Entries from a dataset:

----

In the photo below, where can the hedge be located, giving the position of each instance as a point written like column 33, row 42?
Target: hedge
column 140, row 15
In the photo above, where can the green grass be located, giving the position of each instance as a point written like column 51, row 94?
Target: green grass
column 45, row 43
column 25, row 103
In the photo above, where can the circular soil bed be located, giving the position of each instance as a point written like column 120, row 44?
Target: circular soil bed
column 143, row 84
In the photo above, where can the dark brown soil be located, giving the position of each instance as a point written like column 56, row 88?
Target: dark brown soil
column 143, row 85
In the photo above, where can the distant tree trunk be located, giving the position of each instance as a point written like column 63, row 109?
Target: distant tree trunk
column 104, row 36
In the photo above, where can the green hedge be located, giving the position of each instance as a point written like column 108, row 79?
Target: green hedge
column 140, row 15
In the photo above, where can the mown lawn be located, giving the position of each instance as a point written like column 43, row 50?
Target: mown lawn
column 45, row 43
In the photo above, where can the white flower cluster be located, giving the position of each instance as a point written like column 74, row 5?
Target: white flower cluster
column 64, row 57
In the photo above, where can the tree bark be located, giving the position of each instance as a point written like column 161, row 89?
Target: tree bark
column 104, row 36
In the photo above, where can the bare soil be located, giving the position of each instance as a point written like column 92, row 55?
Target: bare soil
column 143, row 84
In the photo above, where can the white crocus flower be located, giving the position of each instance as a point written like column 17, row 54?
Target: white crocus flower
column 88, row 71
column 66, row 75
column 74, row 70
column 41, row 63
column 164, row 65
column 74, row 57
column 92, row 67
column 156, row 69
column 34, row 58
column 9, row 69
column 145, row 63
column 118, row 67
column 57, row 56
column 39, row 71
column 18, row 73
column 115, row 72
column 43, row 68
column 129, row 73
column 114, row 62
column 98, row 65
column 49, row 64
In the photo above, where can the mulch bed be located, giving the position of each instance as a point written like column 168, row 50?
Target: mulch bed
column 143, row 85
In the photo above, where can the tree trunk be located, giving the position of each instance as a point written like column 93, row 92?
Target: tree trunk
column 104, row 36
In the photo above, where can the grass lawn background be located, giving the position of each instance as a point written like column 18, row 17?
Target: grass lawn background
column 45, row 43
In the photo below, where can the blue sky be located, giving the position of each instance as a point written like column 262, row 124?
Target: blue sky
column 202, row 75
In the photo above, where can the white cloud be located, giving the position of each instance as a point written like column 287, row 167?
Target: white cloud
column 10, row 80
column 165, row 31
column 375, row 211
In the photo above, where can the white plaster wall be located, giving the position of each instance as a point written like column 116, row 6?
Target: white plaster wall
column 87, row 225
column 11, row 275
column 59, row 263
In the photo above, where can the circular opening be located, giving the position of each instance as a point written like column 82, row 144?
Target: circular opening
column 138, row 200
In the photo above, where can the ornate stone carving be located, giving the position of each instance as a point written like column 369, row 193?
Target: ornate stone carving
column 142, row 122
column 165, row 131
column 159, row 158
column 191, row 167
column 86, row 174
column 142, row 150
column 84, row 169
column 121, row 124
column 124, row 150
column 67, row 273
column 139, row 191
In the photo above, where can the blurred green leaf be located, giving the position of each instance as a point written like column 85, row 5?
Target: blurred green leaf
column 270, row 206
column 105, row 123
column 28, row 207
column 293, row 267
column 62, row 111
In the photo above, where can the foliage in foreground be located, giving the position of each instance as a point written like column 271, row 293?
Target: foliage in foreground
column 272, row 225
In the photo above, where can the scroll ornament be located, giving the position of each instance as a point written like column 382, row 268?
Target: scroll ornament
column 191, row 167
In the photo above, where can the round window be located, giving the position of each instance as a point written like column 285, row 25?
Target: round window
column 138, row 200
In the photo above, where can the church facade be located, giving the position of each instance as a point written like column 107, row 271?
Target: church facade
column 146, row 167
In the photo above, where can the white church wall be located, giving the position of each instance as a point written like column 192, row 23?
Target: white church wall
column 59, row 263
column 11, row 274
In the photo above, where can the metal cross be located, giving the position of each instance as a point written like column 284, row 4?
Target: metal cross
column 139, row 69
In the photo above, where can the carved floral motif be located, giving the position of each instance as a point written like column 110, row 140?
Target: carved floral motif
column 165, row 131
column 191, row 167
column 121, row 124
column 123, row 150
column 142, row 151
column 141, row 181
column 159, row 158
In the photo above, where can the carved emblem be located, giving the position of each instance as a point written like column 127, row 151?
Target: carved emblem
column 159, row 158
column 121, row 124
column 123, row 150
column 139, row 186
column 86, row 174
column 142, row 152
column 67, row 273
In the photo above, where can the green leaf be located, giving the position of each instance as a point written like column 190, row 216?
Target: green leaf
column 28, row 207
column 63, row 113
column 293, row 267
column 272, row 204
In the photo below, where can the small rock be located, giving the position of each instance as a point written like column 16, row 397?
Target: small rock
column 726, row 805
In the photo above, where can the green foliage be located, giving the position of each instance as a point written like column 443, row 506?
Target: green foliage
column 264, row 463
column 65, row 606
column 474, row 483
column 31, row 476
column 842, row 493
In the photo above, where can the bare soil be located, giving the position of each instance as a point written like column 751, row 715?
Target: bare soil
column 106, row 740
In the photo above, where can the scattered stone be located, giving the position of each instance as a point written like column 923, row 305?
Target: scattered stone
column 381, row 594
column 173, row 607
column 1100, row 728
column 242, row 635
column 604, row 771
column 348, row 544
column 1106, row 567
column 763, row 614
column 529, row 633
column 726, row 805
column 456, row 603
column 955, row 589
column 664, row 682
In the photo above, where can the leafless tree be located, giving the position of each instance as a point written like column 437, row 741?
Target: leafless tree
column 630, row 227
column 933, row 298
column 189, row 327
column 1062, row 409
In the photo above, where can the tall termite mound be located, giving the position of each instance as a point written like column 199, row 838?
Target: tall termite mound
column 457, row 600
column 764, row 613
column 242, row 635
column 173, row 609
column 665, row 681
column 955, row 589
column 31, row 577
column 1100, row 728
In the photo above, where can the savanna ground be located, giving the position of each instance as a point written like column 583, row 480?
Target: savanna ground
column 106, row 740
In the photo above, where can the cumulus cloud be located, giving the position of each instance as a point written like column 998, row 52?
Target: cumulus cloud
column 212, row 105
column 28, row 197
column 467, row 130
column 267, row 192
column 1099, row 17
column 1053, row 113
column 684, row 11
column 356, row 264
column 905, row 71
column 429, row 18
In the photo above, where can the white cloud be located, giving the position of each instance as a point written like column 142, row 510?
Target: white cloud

----

### AIM OF THE EXERCISE
Copy out, unchanged, the part of the records that opens with the line containing "142, row 510?" and continues through the end of the records.

### OUTPUT
In the photo above, where can the white cloud be located, giving the position of each instance as a point written like column 142, row 510?
Target: white cloud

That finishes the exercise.